Aim of the exercise ->
Everything before the line containing "of the pulp-covered" stays out; print that line and all lines below it through the last, exactly.

□ □ □ □ □ □ □

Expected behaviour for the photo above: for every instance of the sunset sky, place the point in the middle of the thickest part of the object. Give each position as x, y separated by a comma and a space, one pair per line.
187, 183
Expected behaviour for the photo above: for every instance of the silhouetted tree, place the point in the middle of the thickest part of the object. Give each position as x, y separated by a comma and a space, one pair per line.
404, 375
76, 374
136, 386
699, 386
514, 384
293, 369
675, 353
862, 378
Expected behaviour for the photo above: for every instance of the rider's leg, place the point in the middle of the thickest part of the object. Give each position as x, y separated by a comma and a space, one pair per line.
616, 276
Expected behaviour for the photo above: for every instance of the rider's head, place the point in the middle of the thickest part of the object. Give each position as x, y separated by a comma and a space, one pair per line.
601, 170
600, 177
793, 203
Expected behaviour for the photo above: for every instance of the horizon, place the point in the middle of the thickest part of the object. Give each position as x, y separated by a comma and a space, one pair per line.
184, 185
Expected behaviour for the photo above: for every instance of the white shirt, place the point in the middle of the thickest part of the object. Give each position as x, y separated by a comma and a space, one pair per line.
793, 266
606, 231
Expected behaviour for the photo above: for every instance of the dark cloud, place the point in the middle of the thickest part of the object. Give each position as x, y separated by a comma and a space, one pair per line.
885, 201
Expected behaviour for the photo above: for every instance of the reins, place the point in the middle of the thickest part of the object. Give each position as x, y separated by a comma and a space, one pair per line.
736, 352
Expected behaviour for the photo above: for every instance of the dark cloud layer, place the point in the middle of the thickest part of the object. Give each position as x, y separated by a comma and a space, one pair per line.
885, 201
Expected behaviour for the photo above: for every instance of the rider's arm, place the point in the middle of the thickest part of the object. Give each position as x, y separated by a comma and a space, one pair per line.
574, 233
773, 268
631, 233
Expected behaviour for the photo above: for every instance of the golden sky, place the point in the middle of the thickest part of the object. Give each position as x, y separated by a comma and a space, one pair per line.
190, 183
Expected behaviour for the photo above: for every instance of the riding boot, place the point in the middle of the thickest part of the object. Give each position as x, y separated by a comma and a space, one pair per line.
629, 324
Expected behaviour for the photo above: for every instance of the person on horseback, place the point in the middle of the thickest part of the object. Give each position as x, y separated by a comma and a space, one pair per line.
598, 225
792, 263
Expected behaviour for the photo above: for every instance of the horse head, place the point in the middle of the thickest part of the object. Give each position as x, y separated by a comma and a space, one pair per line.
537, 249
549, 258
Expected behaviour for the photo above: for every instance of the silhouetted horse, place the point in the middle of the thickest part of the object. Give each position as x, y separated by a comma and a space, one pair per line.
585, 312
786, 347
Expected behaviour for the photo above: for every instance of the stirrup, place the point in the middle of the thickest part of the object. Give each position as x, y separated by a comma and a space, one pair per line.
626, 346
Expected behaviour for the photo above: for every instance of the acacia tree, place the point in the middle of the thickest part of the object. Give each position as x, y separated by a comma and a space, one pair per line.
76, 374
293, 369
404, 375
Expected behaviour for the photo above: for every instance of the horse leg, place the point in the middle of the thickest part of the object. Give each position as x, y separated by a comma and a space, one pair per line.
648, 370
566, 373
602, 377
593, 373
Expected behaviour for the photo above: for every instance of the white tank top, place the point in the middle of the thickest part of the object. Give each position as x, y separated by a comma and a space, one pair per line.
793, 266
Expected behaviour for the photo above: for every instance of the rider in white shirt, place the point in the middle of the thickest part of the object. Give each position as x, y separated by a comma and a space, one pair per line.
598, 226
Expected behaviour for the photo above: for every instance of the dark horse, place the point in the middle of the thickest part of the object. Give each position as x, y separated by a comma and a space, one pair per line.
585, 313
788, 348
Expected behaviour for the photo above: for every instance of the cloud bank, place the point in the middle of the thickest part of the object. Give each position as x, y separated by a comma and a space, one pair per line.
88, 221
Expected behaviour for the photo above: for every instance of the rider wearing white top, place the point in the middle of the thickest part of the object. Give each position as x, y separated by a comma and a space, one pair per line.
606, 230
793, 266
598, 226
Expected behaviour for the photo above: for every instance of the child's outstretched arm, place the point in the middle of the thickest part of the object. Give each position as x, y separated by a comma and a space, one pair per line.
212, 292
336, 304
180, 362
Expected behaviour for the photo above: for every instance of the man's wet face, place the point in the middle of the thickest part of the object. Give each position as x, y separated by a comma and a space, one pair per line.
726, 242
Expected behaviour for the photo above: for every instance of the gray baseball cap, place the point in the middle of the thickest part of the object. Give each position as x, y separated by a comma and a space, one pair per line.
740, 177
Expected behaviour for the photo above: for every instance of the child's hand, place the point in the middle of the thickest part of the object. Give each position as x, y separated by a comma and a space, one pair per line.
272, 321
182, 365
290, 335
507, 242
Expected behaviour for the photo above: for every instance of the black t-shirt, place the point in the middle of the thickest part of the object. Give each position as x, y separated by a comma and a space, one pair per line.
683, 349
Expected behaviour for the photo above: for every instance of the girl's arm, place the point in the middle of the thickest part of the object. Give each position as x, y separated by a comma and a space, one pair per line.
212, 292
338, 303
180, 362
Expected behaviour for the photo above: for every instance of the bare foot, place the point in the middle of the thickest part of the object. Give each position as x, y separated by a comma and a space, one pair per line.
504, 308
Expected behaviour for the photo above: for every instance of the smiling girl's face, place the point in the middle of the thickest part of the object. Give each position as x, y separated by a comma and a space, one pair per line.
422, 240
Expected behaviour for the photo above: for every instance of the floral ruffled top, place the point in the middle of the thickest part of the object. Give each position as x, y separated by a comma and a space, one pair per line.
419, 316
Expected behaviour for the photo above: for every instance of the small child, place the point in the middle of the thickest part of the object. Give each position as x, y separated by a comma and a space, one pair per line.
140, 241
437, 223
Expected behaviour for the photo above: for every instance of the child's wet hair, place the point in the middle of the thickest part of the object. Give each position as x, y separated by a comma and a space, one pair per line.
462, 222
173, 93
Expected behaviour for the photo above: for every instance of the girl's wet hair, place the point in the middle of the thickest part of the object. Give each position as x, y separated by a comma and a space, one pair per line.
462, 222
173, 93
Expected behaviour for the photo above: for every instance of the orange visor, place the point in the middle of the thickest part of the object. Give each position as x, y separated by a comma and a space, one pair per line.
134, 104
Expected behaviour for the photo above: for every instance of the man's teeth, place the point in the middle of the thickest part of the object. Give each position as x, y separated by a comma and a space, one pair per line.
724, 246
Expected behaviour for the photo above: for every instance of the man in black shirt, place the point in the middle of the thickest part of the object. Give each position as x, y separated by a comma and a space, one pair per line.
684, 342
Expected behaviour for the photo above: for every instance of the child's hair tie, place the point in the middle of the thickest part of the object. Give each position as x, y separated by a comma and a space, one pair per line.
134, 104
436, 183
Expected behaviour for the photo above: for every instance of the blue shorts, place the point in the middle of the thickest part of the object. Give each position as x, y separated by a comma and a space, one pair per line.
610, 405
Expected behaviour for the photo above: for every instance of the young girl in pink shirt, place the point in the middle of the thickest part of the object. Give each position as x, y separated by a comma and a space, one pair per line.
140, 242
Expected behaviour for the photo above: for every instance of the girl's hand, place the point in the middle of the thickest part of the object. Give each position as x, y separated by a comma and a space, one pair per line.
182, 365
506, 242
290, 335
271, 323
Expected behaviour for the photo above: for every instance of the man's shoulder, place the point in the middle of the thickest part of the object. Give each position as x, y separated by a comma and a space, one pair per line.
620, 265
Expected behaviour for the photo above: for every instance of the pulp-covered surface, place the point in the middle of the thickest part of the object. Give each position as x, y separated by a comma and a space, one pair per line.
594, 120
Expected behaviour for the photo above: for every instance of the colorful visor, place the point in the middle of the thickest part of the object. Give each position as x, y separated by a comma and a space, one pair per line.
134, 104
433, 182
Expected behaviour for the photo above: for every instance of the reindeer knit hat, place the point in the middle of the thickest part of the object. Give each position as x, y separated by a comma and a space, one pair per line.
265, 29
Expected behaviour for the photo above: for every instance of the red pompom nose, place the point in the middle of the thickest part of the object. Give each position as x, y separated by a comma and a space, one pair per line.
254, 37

□ □ □ □ □ □ □

Response ->
Expected behaviour for the photo above: for every instance of the pulp-covered surface, place the point in the middle of the thickest part of the object. Give each position as x, y separated by a comma and a space, one pair per line.
594, 120
Expected behaviour for the photo above: for every instance of the colorful visor, place the point in the middle of the thickest part of the object. Give each position as x, y separated by a comma and a space, one pair per line.
134, 104
433, 182
Expected behaviour for the photo above: for every instance of the reindeer knit hat, place the point in the middle of the thickest part of the object. Give each position as x, y separated by a comma and a space, one pair per line.
265, 29
Expected behaviour for the photo above: for every instance of the red pompom nose, place the point in the middle of the thickest part of the object. Give each position as x, y separated by a comma and a space, one pair per line.
254, 37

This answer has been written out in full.